**Что требуется**
[1] Какие годы жизни Либания указаны в тексте о риторике?
[2] Допишите следующую часть статьи о риторике как подходе к обобщению действительности, начиная сразу после ее последнего предложения.

Риторика как подход к обобщению действительности

Аверинцев Сергей Сергеевич

Риторика как подход к обобщению действительности

Среди риторических разработок Либания (314 — ок. 393), в которых с какой-то окончательной, итоговой сгущенностью отложилась на самом пороге средневековья формальная парадигматика античной литературы как завещание иным временам, — среди разработок этих мы находим в числе другого примерный экфрасис битвы 

[1]

. Представляется нелишним привести из этого описания несколько строк, выбранных на пробу:

«… У этого рука отторгается, у того же око исторгается; сей простерт, пораженный в пах, оному же некто разверз чрево… Некто, умертвив того-то, снимал с павшего доспехи, и некто, приметив его за этим делом, сразив, поверг на труп; а самого этого — еще новый. Один умер, убив многих, а другой — немногих…» 

[2]

, — и так далее, и тому подобное.

**Раздел данных**
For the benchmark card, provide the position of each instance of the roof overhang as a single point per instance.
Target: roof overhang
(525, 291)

**Список ответов**
[1] 314 — ок. 393.

[2]
«Некто, умертвив того-то…» Просьба к читателю простить вынужденную неловкость нашего перевода; оригинал куда изящнее, но дело в том, что возможности греческого языка по части местоимений гораздо богаче возможностей современного русского языка; между тем чисто местоименный, эмфатически местоименный характер текста должен был оказаться сохраненным во что бы то ни стало. Ведь какую битву описывает Либаний? Сражаются не ахейцы с троянцами, не греки с персами, не афиняне с лакедемонянами, вообще не «свои» с «чужими», не герои, имеющие какое-то имя и происхождение, какие-то свойства и цели. Сражаются «имяреки», абстрактные, как точки А и Б в геометрии, как икс и игрек в алгебре, как Кай из школьного примера по логике, цитируемого у Толстого в «Смерти Ивана Ильича»: «Кай — человек, люди смертны, потому Кай смертен». Один воин умерщвлен, умертвив многих воинов, — чисто квантитативный характер этой формулы роднит ее с истинами типа: «целое больше части». Наиболее часто повторяющееся, переходящее из фразы в фразу слово — «некто», τις.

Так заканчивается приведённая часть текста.